Retype the line with "Query: dark red bicycle frame" in it, then each line after it to the end of the data, word for word.
▬▬▬▬▬▬
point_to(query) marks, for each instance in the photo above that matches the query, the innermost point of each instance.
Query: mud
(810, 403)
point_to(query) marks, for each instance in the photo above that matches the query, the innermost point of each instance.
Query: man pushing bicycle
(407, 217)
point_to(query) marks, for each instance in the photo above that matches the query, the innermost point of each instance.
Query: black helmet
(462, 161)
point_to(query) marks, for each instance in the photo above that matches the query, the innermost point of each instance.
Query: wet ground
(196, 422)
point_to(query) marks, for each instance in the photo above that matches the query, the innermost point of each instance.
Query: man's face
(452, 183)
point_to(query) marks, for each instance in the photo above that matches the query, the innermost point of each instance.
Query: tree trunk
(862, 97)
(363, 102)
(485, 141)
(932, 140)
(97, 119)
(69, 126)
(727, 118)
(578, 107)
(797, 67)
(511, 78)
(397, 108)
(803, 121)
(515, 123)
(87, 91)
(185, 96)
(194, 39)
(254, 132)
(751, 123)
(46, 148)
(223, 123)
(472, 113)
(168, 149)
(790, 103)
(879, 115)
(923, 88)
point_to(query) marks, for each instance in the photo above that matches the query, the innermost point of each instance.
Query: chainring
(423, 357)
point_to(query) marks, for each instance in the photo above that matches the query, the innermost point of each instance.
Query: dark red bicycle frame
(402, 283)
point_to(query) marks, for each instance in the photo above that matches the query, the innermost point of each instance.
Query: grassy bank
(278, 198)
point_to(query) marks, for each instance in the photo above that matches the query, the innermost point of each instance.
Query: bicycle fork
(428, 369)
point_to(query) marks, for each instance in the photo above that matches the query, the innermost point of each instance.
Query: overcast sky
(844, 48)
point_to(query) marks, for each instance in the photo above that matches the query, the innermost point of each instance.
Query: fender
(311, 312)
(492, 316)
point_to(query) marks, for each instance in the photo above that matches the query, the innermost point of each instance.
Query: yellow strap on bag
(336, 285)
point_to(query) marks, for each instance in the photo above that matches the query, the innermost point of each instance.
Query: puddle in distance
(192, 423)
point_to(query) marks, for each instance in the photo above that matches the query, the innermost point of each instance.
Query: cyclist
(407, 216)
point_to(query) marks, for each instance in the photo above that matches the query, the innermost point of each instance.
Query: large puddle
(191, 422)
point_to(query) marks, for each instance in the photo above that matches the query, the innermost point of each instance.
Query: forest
▬▬▬▬▬▬
• Answer for the task:
Query: dark red bicycle frame
(402, 283)
point_to(query) marks, for each instance in the photo above that matches the query, the innermost point of each instance.
Query: grassy bank
(278, 198)
point_to(query) marks, for each instance in the photo above that matches the query, the innermost point of each instance.
Query: bicycle fork
(428, 369)
point_to(query) marks, for each instance in the photo above that matches the query, the innermost point of each instance.
Query: overcast sky
(844, 48)
point_to(query) marks, for each instance in the photo above that matches the query, the innermost point of each instance.
Query: fender
(311, 312)
(492, 316)
point_to(query) marks, for each instance in the photo above that matches the query, the innermost point of each instance.
Query: yellow strap on bag
(336, 285)
point_to(query) marks, for each instance in the photo above that matches the query, the innermost point of each instance.
Query: puddle in distance
(192, 423)
point_to(query) marks, for each instance in the photo above that matches the query, the innermost point of each instance.
Query: cyclist
(407, 216)
point_to(query) marks, for each instance in the photo above that matches the query, the innermost point of each instance.
Query: large puddle
(191, 422)
point_to(query) marks, for each instance in the photo above that matches the query, the innermost point of each instance.
Query: forest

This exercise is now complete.